#### Set exercise:
Please copy out everything from the line containing "Exercise. Point to the insect in" down to the last of the entries, renaming "mosquito" as "gnat" wherever it occurs and keeping the rest unchanged.

#### Data for processing:
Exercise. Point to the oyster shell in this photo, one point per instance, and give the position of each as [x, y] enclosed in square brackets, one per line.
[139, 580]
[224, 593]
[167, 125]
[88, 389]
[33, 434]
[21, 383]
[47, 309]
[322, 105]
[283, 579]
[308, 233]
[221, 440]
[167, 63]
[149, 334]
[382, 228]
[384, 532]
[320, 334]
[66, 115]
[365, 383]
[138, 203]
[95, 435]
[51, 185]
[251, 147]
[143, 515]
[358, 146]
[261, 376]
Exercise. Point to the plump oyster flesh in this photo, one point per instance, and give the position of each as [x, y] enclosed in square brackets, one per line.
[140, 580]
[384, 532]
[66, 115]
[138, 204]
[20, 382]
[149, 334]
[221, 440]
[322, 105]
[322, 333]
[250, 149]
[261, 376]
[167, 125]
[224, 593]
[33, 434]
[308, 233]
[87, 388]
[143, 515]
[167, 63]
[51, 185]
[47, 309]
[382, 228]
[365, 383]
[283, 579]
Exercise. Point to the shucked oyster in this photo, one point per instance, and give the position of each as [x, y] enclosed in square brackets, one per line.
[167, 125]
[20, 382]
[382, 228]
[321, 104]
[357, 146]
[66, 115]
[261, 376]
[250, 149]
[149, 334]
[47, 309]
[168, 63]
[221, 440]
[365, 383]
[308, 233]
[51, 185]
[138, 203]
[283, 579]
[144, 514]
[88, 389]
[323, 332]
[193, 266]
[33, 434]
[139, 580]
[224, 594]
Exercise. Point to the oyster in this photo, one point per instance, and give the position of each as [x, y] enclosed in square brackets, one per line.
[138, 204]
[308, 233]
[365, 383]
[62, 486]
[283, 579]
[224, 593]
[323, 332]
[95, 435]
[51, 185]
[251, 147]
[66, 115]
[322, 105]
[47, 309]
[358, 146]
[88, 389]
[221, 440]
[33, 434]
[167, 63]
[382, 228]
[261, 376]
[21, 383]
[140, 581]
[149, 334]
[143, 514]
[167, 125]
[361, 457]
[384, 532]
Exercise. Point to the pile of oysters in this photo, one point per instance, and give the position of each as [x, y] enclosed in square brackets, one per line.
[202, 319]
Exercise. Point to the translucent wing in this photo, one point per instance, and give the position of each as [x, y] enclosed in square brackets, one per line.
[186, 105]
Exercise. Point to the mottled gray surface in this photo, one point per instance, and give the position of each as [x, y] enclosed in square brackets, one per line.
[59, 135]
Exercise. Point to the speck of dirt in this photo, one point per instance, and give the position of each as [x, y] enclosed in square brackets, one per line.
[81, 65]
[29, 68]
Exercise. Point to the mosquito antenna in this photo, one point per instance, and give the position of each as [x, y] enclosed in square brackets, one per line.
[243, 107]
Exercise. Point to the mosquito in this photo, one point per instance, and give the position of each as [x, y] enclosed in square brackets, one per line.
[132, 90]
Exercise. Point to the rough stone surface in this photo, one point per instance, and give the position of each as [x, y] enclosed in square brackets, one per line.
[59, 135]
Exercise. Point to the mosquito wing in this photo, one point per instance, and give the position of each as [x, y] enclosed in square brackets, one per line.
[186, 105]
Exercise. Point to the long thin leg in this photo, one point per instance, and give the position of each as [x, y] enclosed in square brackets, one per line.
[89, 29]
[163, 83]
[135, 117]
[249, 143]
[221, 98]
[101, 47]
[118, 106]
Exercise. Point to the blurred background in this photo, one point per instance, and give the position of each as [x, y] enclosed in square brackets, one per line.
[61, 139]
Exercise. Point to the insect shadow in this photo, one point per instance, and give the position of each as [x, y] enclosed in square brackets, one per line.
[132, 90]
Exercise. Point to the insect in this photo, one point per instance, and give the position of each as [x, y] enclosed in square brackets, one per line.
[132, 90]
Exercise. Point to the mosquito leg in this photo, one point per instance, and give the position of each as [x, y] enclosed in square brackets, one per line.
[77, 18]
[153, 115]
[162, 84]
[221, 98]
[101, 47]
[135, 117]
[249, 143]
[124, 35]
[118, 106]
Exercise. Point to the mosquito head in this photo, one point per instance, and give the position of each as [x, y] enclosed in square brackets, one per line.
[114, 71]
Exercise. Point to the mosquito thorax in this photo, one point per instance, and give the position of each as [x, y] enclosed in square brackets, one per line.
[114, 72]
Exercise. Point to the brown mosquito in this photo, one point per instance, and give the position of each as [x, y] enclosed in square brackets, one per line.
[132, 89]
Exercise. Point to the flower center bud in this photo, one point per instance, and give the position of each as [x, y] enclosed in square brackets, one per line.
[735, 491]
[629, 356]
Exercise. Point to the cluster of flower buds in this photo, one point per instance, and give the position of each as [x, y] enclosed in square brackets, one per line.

#### The response:
Exercise. Point to the insect in this photo, one point per instance, and give the position of each as [x, y] enclosed in square brackets, one per line.
[132, 90]
Exercise. Point to the gnat leg in this photo, one point per instance, and give the position of each as [x, y] enclosed in square brackets, one per line.
[77, 18]
[153, 115]
[162, 84]
[221, 98]
[101, 47]
[135, 117]
[249, 143]
[124, 35]
[118, 106]
Exercise. Point to the gnat head in this photo, one point per instance, and give the position of each as [x, y] enclosed in square brackets, one per line.
[114, 71]
Exercise. Point to the gnat thorax in this photo, one point per instance, and give the position of each as [x, y] enclosed in square brackets, one per line.
[114, 72]
Exercise. Point to the brown gnat in this photo, one point per instance, and give the position of each as [x, y] enclosed in square brackets, one per line.
[132, 89]
Exercise. Point to the flower center bud in this photo, one point per instance, and give the position of each as [x, y] enclosed in square brackets, one per line.
[735, 491]
[629, 356]
Exercise. Point to the cluster of flower buds in this photo, one point per instance, and give the position of each as [x, y] enclosed in square brackets, one per line.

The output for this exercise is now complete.